=== Begin Enclosure ===
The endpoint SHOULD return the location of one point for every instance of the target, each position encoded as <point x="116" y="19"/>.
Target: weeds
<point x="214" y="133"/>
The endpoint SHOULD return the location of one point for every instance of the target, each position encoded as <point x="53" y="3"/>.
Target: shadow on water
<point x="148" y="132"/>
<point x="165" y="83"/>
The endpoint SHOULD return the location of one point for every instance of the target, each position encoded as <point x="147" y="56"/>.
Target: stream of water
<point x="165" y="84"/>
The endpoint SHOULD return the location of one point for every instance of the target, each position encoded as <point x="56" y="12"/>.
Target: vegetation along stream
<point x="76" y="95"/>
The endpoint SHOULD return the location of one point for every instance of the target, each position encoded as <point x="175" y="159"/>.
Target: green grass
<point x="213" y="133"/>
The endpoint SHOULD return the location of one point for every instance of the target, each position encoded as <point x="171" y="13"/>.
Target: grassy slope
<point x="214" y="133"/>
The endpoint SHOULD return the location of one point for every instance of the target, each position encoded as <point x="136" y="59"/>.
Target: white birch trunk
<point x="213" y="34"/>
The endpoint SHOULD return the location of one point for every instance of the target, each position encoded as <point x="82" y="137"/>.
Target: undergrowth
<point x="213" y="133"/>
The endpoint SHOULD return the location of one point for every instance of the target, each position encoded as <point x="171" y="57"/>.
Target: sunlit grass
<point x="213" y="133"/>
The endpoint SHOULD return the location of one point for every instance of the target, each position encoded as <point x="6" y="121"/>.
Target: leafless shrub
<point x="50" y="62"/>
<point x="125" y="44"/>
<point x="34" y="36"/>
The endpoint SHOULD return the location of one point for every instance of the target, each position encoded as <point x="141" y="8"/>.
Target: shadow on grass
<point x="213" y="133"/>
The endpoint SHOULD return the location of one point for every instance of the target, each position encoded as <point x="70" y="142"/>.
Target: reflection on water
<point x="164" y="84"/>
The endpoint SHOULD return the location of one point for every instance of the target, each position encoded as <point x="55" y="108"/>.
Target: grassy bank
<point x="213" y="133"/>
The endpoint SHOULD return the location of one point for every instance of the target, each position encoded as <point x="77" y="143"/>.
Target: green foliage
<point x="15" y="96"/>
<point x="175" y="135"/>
=== End Enclosure ===
### Work to complete
Give all of the lines above again, exactly as they are.

### Answer to the exercise
The endpoint SHOULD return the location of one point for every instance of the target, each position encoded as <point x="116" y="19"/>.
Target: weeds
<point x="214" y="133"/>
The endpoint SHOULD return the location of one point for every instance of the target, each position encoded as <point x="53" y="3"/>.
Target: shadow on water
<point x="148" y="132"/>
<point x="165" y="83"/>
The endpoint SHOULD return the location of one point for every instance of the target, each position encoded as <point x="147" y="56"/>.
Target: stream of water
<point x="165" y="84"/>
The endpoint SHOULD return the location of one point for every instance of the target, each position encoded as <point x="56" y="12"/>.
Target: vegetation along stream
<point x="76" y="95"/>
The endpoint SHOULD return the location of one point for every instance of the target, each position encoded as <point x="175" y="159"/>.
Target: green grass
<point x="213" y="133"/>
The endpoint SHOULD return the location of one point for every instance of the target, each position encoded as <point x="171" y="13"/>.
Target: grassy slope
<point x="214" y="133"/>
The endpoint SHOULD return the location of one point for every instance of the target, each position encoded as <point x="136" y="59"/>.
Target: white birch trunk
<point x="213" y="34"/>
The endpoint SHOULD return the location of one point for every instance of the target, each position encoded as <point x="82" y="137"/>.
Target: undergrowth
<point x="213" y="133"/>
The endpoint SHOULD return the location of one point for every instance of the target, each position encoded as <point x="171" y="57"/>.
Target: sunlit grass
<point x="213" y="133"/>
The endpoint SHOULD return the location of one point for every instance of the target, each position encoded as <point x="6" y="121"/>.
Target: leafless shrub
<point x="50" y="62"/>
<point x="125" y="44"/>
<point x="34" y="36"/>
The endpoint SHOULD return the location of one point for every instance of the target, each position encoded as <point x="141" y="8"/>.
Target: shadow on grass
<point x="213" y="133"/>
The endpoint SHOULD return the location of one point for every instance of the target, each position encoded as <point x="70" y="142"/>.
Target: reflection on water
<point x="164" y="84"/>
The endpoint SHOULD return the location of one point for every instance of the target, each position encoded as <point x="55" y="108"/>.
Target: grassy bank
<point x="213" y="133"/>
The endpoint SHOULD return the location of one point for every instance of the target, each position encoded as <point x="77" y="143"/>.
Target: green foliage
<point x="15" y="96"/>
<point x="175" y="135"/>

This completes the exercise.